Segmentation mask data
_ _ _ _

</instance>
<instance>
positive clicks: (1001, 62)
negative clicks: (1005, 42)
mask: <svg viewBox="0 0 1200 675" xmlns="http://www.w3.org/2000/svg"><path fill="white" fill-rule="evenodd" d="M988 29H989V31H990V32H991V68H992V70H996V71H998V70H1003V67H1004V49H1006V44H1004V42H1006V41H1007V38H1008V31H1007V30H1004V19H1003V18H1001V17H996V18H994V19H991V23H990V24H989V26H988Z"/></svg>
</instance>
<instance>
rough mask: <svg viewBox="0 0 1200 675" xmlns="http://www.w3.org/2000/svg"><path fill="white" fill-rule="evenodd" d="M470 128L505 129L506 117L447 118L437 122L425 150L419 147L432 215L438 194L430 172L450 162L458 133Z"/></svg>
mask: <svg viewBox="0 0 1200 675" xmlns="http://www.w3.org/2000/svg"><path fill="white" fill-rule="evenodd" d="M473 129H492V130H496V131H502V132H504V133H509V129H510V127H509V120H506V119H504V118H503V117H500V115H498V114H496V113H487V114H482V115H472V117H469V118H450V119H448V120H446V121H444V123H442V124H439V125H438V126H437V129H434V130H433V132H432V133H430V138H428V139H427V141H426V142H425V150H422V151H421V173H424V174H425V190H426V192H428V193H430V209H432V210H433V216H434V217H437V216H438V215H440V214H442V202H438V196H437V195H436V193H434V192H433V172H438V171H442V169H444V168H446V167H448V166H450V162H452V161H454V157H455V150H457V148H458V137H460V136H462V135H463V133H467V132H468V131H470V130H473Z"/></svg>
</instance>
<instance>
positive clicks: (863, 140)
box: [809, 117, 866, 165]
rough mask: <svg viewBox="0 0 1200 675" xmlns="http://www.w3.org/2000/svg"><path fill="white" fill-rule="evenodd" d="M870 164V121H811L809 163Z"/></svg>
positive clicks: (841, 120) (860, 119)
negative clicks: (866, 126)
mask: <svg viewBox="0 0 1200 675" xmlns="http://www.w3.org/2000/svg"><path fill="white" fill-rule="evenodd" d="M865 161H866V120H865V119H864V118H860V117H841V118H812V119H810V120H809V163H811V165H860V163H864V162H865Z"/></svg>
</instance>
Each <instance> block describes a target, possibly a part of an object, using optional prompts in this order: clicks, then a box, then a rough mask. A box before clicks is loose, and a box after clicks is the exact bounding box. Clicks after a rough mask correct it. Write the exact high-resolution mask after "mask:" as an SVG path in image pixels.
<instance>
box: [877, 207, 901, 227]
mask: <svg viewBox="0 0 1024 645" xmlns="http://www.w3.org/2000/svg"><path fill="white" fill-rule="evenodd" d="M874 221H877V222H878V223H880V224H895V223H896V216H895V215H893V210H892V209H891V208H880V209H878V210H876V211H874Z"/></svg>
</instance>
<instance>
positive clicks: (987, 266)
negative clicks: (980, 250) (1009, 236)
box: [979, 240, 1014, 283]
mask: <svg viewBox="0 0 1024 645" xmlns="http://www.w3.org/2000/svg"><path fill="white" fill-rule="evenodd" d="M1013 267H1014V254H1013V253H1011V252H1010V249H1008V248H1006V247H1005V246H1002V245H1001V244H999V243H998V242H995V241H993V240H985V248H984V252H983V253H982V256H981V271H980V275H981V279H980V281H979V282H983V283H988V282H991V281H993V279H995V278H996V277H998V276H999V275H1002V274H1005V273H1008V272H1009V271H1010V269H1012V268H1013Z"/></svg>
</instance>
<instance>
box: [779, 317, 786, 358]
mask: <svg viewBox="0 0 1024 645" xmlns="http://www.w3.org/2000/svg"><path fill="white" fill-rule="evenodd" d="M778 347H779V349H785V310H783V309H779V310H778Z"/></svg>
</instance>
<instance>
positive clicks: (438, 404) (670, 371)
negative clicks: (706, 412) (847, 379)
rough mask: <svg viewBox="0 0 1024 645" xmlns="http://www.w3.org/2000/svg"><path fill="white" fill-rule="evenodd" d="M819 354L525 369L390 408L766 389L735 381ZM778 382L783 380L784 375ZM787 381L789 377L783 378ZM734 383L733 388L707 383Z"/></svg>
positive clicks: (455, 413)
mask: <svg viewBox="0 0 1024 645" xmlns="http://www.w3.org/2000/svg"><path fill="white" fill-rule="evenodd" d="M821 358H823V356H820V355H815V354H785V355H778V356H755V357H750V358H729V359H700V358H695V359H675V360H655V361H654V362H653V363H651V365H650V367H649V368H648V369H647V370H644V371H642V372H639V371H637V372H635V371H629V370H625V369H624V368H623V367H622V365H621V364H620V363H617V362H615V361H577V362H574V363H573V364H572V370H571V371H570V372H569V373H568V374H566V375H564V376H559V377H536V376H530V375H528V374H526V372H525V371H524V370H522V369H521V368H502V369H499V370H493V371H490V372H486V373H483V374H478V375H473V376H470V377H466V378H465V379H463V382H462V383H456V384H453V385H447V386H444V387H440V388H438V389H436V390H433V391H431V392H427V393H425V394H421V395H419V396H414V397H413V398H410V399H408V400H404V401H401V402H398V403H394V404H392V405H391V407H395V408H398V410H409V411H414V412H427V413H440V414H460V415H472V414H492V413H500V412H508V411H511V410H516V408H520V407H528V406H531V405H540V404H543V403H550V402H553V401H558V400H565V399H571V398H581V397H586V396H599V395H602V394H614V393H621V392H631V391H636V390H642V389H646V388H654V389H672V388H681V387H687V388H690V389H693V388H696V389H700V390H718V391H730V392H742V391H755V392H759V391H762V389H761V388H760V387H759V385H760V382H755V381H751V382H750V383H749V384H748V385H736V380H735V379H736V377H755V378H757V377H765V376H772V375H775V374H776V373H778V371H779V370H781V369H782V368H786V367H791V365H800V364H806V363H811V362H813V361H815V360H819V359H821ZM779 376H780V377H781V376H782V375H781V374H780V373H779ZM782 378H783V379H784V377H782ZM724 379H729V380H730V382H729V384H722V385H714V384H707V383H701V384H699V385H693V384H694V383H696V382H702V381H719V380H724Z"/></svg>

_ _ _ _

> _Task description_:
Look back at the data above. Transcribe exactly the lines starting at the line that contains "positive clicks: (841, 120) (860, 119)" and ending at the line that contains "354L525 369L390 408L766".

> _Solution_:
positive clicks: (841, 120) (860, 119)
negative clicks: (866, 126)
mask: <svg viewBox="0 0 1200 675" xmlns="http://www.w3.org/2000/svg"><path fill="white" fill-rule="evenodd" d="M865 161H866V120H865V119H864V118H860V117H841V118H812V119H810V120H809V163H811V165H860V163H864V162H865Z"/></svg>
</instance>
Each <instance> block describes a target, possibly a part of an object, using optional prompts in this order: clicks, then a box, then a rough mask. A box before clicks is loose, and a box after clicks is the exact bounding box. Clicks after a rough mask correct it. Write the exact high-resolution mask after "mask:" as an SVG path in image pixels.
<instance>
box: [877, 207, 901, 227]
mask: <svg viewBox="0 0 1024 645" xmlns="http://www.w3.org/2000/svg"><path fill="white" fill-rule="evenodd" d="M874 221H877V222H878V223H880V224H895V223H896V216H895V215H893V210H892V209H891V208H880V209H878V210H876V211H874Z"/></svg>
</instance>
<instance>
positive clicks: (987, 266)
negative clicks: (980, 250) (1009, 236)
box: [979, 240, 1014, 283]
mask: <svg viewBox="0 0 1024 645" xmlns="http://www.w3.org/2000/svg"><path fill="white" fill-rule="evenodd" d="M1013 267H1014V254H1013V253H1011V252H1010V249H1008V248H1006V247H1005V246H1002V245H1001V244H999V243H998V242H995V241H993V240H985V248H984V252H983V253H982V256H981V271H980V275H981V279H980V281H979V282H983V283H988V282H991V281H993V279H995V278H996V277H998V276H999V275H1002V274H1005V273H1008V272H1009V271H1010V269H1012V268H1013Z"/></svg>
</instance>
<instance>
box: [779, 317, 786, 358]
mask: <svg viewBox="0 0 1024 645" xmlns="http://www.w3.org/2000/svg"><path fill="white" fill-rule="evenodd" d="M778 347H779V349H785V310H783V309H779V310H778Z"/></svg>
</instance>
<instance>
positive clicks: (438, 404) (670, 371)
negative clicks: (706, 412) (847, 379)
rough mask: <svg viewBox="0 0 1024 645" xmlns="http://www.w3.org/2000/svg"><path fill="white" fill-rule="evenodd" d="M819 354L525 369L390 408L766 389L735 381ZM778 382L783 380L784 375ZM787 381L789 377L783 378ZM734 383L733 388L707 383Z"/></svg>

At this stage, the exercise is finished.